--- RECORDS FOR PROCESSING ---
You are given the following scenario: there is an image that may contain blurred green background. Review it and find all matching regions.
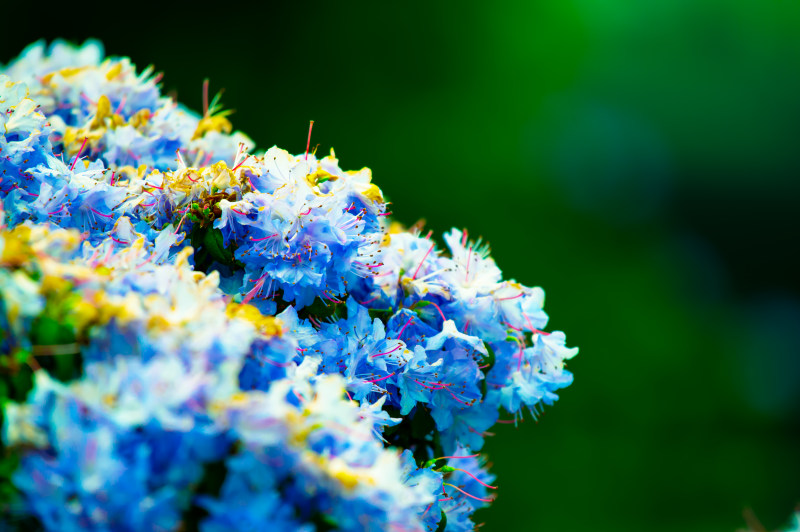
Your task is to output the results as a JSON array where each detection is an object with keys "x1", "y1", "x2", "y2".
[{"x1": 0, "y1": 0, "x2": 800, "y2": 532}]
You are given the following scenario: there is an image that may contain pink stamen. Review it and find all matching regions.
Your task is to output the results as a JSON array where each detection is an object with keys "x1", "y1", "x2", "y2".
[
  {"x1": 89, "y1": 207, "x2": 114, "y2": 218},
  {"x1": 242, "y1": 279, "x2": 264, "y2": 305},
  {"x1": 114, "y1": 94, "x2": 128, "y2": 115},
  {"x1": 428, "y1": 301, "x2": 447, "y2": 321},
  {"x1": 364, "y1": 373, "x2": 394, "y2": 384},
  {"x1": 306, "y1": 120, "x2": 314, "y2": 161},
  {"x1": 356, "y1": 295, "x2": 381, "y2": 305},
  {"x1": 397, "y1": 316, "x2": 414, "y2": 338},
  {"x1": 372, "y1": 344, "x2": 403, "y2": 358},
  {"x1": 252, "y1": 233, "x2": 278, "y2": 242},
  {"x1": 136, "y1": 255, "x2": 153, "y2": 268},
  {"x1": 411, "y1": 242, "x2": 436, "y2": 280},
  {"x1": 444, "y1": 386, "x2": 471, "y2": 406},
  {"x1": 464, "y1": 246, "x2": 472, "y2": 282},
  {"x1": 497, "y1": 292, "x2": 525, "y2": 301},
  {"x1": 442, "y1": 482, "x2": 494, "y2": 502},
  {"x1": 69, "y1": 137, "x2": 89, "y2": 172},
  {"x1": 247, "y1": 175, "x2": 258, "y2": 192},
  {"x1": 264, "y1": 357, "x2": 293, "y2": 368},
  {"x1": 203, "y1": 79, "x2": 208, "y2": 116},
  {"x1": 453, "y1": 467, "x2": 497, "y2": 490},
  {"x1": 232, "y1": 155, "x2": 252, "y2": 171}
]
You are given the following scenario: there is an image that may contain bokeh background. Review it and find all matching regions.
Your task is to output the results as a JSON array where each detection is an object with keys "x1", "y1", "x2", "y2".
[{"x1": 0, "y1": 0, "x2": 800, "y2": 532}]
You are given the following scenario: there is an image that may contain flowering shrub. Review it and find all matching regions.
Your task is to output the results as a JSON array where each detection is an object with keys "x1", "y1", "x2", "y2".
[{"x1": 0, "y1": 41, "x2": 577, "y2": 531}]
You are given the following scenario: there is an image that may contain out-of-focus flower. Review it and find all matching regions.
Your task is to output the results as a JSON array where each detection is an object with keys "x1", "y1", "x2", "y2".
[{"x1": 0, "y1": 41, "x2": 577, "y2": 531}]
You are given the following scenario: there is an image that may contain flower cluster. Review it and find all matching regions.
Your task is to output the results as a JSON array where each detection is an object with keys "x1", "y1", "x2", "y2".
[{"x1": 0, "y1": 41, "x2": 577, "y2": 531}]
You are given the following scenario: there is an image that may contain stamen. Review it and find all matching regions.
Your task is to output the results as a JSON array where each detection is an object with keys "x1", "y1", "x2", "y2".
[
  {"x1": 497, "y1": 292, "x2": 525, "y2": 301},
  {"x1": 453, "y1": 467, "x2": 497, "y2": 490},
  {"x1": 250, "y1": 233, "x2": 278, "y2": 242},
  {"x1": 306, "y1": 120, "x2": 314, "y2": 161},
  {"x1": 69, "y1": 137, "x2": 89, "y2": 172},
  {"x1": 411, "y1": 242, "x2": 436, "y2": 280},
  {"x1": 232, "y1": 155, "x2": 253, "y2": 170},
  {"x1": 397, "y1": 316, "x2": 414, "y2": 339},
  {"x1": 203, "y1": 78, "x2": 208, "y2": 116},
  {"x1": 364, "y1": 373, "x2": 395, "y2": 384},
  {"x1": 442, "y1": 482, "x2": 494, "y2": 502},
  {"x1": 372, "y1": 344, "x2": 403, "y2": 358},
  {"x1": 89, "y1": 207, "x2": 114, "y2": 218}
]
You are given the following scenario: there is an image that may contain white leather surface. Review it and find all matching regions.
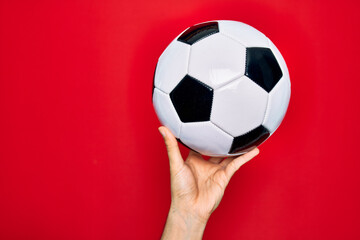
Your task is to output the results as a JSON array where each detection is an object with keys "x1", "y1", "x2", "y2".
[
  {"x1": 268, "y1": 39, "x2": 290, "y2": 79},
  {"x1": 218, "y1": 20, "x2": 269, "y2": 47},
  {"x1": 180, "y1": 121, "x2": 233, "y2": 156},
  {"x1": 263, "y1": 75, "x2": 290, "y2": 134},
  {"x1": 189, "y1": 33, "x2": 245, "y2": 89},
  {"x1": 153, "y1": 88, "x2": 181, "y2": 138},
  {"x1": 155, "y1": 39, "x2": 190, "y2": 93},
  {"x1": 210, "y1": 76, "x2": 268, "y2": 137},
  {"x1": 263, "y1": 39, "x2": 291, "y2": 134}
]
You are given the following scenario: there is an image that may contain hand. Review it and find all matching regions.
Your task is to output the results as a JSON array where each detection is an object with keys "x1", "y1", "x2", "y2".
[{"x1": 159, "y1": 126, "x2": 259, "y2": 239}]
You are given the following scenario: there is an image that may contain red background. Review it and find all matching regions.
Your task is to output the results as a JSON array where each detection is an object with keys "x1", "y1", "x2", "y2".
[{"x1": 0, "y1": 0, "x2": 360, "y2": 239}]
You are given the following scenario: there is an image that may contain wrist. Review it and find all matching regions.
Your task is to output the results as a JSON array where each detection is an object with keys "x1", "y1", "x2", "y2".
[{"x1": 162, "y1": 205, "x2": 208, "y2": 239}]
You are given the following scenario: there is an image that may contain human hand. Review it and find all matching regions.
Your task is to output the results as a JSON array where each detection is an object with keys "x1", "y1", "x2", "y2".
[{"x1": 159, "y1": 126, "x2": 259, "y2": 239}]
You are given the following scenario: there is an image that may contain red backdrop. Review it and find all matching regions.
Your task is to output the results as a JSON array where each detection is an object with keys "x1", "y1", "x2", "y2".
[{"x1": 0, "y1": 0, "x2": 360, "y2": 239}]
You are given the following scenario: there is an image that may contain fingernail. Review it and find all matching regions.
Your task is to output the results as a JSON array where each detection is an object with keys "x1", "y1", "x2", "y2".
[{"x1": 158, "y1": 128, "x2": 165, "y2": 138}]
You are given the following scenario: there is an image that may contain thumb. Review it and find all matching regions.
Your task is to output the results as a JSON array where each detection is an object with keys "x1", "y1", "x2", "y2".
[{"x1": 159, "y1": 126, "x2": 184, "y2": 172}]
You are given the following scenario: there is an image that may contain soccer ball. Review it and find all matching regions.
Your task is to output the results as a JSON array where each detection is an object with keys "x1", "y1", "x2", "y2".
[{"x1": 152, "y1": 21, "x2": 290, "y2": 156}]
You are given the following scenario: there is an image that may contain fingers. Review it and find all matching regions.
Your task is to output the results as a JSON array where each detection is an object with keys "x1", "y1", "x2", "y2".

--- OBJECTIVE ---
Copy the records above line for line, leaving out the pictures.

--- EXERCISE SOLUTION ---
You are given the following scenario: there is an image that may contain blurred green background. Review it and find all matching regions.
Your task is to output the results as a JSON array where each detection is an object with keys "x1", "y1", "x2", "y2".
[{"x1": 0, "y1": 0, "x2": 800, "y2": 532}]
You are given the following scenario: there is an image that may contain pink stamen. Review it and find all matching regions.
Your task is to output the results as a JSON array where each detection is an object with keys "x1", "y1", "x2", "y2".
[
  {"x1": 89, "y1": 207, "x2": 114, "y2": 218},
  {"x1": 242, "y1": 279, "x2": 264, "y2": 305},
  {"x1": 114, "y1": 94, "x2": 128, "y2": 115},
  {"x1": 428, "y1": 301, "x2": 447, "y2": 321},
  {"x1": 364, "y1": 373, "x2": 394, "y2": 384},
  {"x1": 306, "y1": 120, "x2": 314, "y2": 161},
  {"x1": 356, "y1": 295, "x2": 381, "y2": 305},
  {"x1": 397, "y1": 316, "x2": 414, "y2": 338},
  {"x1": 372, "y1": 344, "x2": 403, "y2": 358},
  {"x1": 252, "y1": 233, "x2": 278, "y2": 242},
  {"x1": 136, "y1": 255, "x2": 153, "y2": 268},
  {"x1": 411, "y1": 242, "x2": 436, "y2": 280},
  {"x1": 444, "y1": 386, "x2": 471, "y2": 406},
  {"x1": 464, "y1": 246, "x2": 472, "y2": 282},
  {"x1": 497, "y1": 292, "x2": 525, "y2": 301},
  {"x1": 442, "y1": 482, "x2": 494, "y2": 502},
  {"x1": 69, "y1": 137, "x2": 89, "y2": 172},
  {"x1": 247, "y1": 175, "x2": 258, "y2": 192},
  {"x1": 264, "y1": 357, "x2": 293, "y2": 368},
  {"x1": 203, "y1": 79, "x2": 208, "y2": 116},
  {"x1": 453, "y1": 467, "x2": 497, "y2": 490},
  {"x1": 232, "y1": 155, "x2": 252, "y2": 171}
]
You are given the following scenario: there is an image that may contain bokeh background. Review it and find all matching regions.
Your task is to output the results as a JSON array where each detection is an object with keys "x1", "y1", "x2", "y2".
[{"x1": 0, "y1": 0, "x2": 800, "y2": 532}]
You are given the following scenario: there is an image that may contain flowering shrub. Review it and find all matching regions.
Your task is to output the results as a JSON array where each detection is an object with keys "x1", "y1", "x2", "y2".
[{"x1": 0, "y1": 41, "x2": 577, "y2": 531}]
You are given the following scenario: there is an image that may contain out-of-focus flower. Review it and find all matching regions.
Your task is to output the results as a JSON array where each detection is an object with keys "x1", "y1", "x2", "y2".
[{"x1": 0, "y1": 41, "x2": 577, "y2": 531}]
You are given the following scenario: there is an image that may contain flower cluster. Review it and find all matching regions.
Your task is to output the results as a JSON array where each detection is an object with keys "x1", "y1", "x2", "y2".
[{"x1": 0, "y1": 41, "x2": 577, "y2": 531}]
You are given the following scenario: there is an image that may contain stamen. Review it and find all matching regions.
Your task is to output the results as a JSON array where each detection is an object with keys "x1", "y1", "x2", "y2".
[
  {"x1": 497, "y1": 292, "x2": 525, "y2": 301},
  {"x1": 453, "y1": 467, "x2": 497, "y2": 490},
  {"x1": 250, "y1": 233, "x2": 278, "y2": 242},
  {"x1": 306, "y1": 120, "x2": 314, "y2": 161},
  {"x1": 69, "y1": 137, "x2": 89, "y2": 172},
  {"x1": 411, "y1": 242, "x2": 436, "y2": 280},
  {"x1": 232, "y1": 155, "x2": 253, "y2": 170},
  {"x1": 397, "y1": 316, "x2": 414, "y2": 339},
  {"x1": 203, "y1": 78, "x2": 208, "y2": 116},
  {"x1": 364, "y1": 373, "x2": 395, "y2": 384},
  {"x1": 442, "y1": 482, "x2": 494, "y2": 502},
  {"x1": 372, "y1": 344, "x2": 403, "y2": 358},
  {"x1": 89, "y1": 207, "x2": 114, "y2": 218}
]
You are given the following scenario: there is an image that may contain white leather surface. Review it and find all matching regions.
Your task is to output the results as a JSON array where each detection is an object with keys "x1", "y1", "x2", "y2".
[
  {"x1": 268, "y1": 39, "x2": 290, "y2": 79},
  {"x1": 218, "y1": 20, "x2": 269, "y2": 47},
  {"x1": 180, "y1": 121, "x2": 233, "y2": 156},
  {"x1": 263, "y1": 75, "x2": 290, "y2": 134},
  {"x1": 189, "y1": 33, "x2": 245, "y2": 89},
  {"x1": 153, "y1": 88, "x2": 181, "y2": 138},
  {"x1": 155, "y1": 39, "x2": 190, "y2": 93},
  {"x1": 210, "y1": 76, "x2": 268, "y2": 137},
  {"x1": 263, "y1": 39, "x2": 291, "y2": 134}
]
You are given the following scenario: there is an image that may contain hand. Review it and find all matching regions.
Your task is to output the results as a JSON array where each detection is an object with keys "x1", "y1", "x2", "y2".
[{"x1": 159, "y1": 126, "x2": 259, "y2": 239}]
You are given the following scenario: there is an image that may contain red background. Review it and find all matching regions.
Your task is to output the results as a JSON array where each detection is an object with keys "x1", "y1", "x2", "y2".
[{"x1": 0, "y1": 0, "x2": 360, "y2": 239}]
You are given the following scenario: there is an image that may contain wrist. Review it and find all matching regions.
Your task is to output the results as a JSON array where each detection is an object with keys "x1", "y1", "x2", "y2".
[{"x1": 162, "y1": 205, "x2": 208, "y2": 239}]
You are given the following scenario: there is an image that may contain human hand. Review it and find all matching regions.
Your task is to output the results as a JSON array where each detection is an object with keys "x1", "y1", "x2", "y2".
[{"x1": 159, "y1": 126, "x2": 259, "y2": 239}]
You are given the following scenario: there is an image that may contain red backdrop. Review it and find all matching regions.
Your task is to output the results as a JSON array where each detection is an object with keys "x1", "y1", "x2", "y2".
[{"x1": 0, "y1": 0, "x2": 360, "y2": 239}]
You are given the following scenario: there is an image that may contain fingernail. Review it and find all matching regions.
Your task is to output the results as a JSON array where each detection is an object with keys "x1", "y1", "x2", "y2".
[{"x1": 158, "y1": 128, "x2": 165, "y2": 138}]
You are given the following scenario: there is an image that may contain thumb. Review it and find all matching regions.
Your task is to output the results as a JSON array where each detection is an object with keys "x1", "y1", "x2", "y2".
[{"x1": 159, "y1": 126, "x2": 184, "y2": 172}]
You are given the following scenario: there is an image that may contain soccer ball. Review it and find all matching regions.
Your task is to output the results as a JSON array where each detection is an object with keys "x1", "y1", "x2", "y2".
[{"x1": 152, "y1": 21, "x2": 290, "y2": 156}]
You are given the following scenario: there is an image that may contain fingers. Review it and find all matching regions.
Your task is to output the results as a JSON array where each detection is an object with keys "x1", "y1", "x2", "y2".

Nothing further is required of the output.